**Exercise requirements**
Copy out all lines bearing the word "canopy" from the listing below.

----- Data shown -----

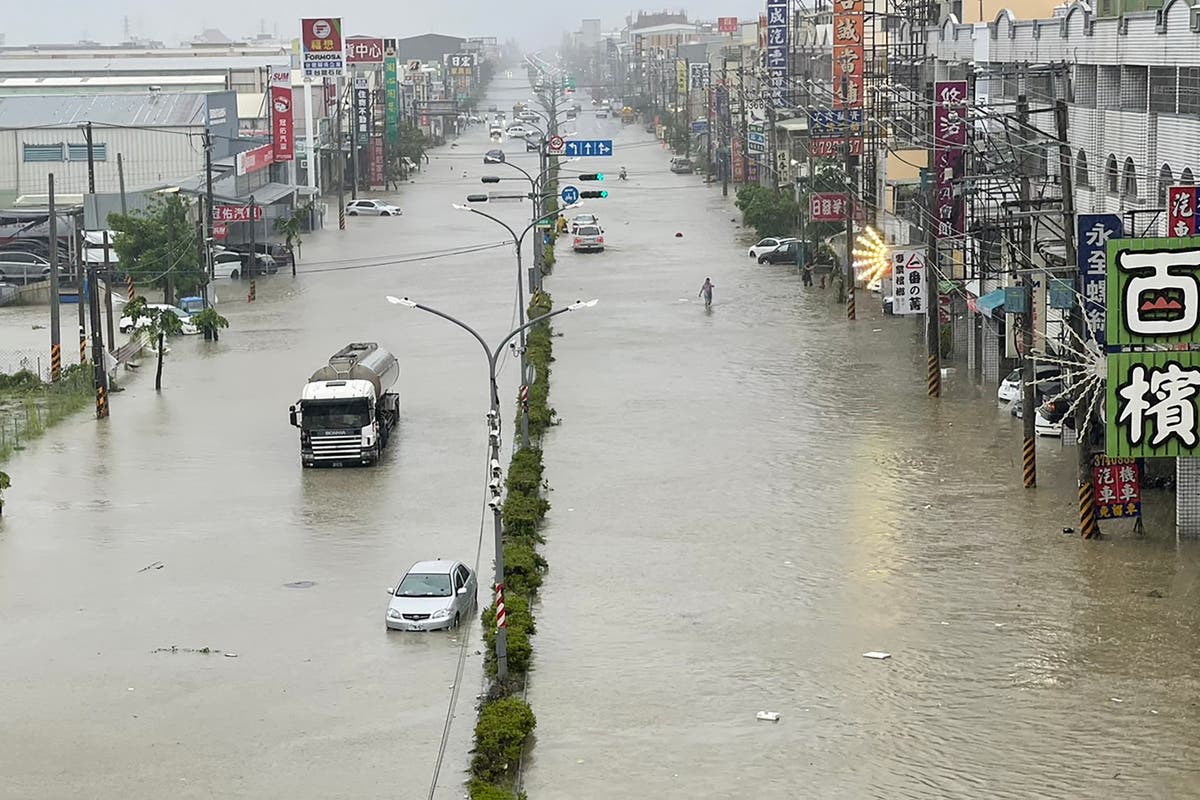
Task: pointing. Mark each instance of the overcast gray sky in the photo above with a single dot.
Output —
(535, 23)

-----
----- Data shown -----

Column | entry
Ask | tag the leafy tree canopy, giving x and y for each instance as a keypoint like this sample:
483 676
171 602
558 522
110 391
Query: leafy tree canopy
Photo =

-----

**Answer below**
Ask | tag the leafy tree canopy, giving x and y for each instance as a keypoint like this sample:
Query: leafy tree canopy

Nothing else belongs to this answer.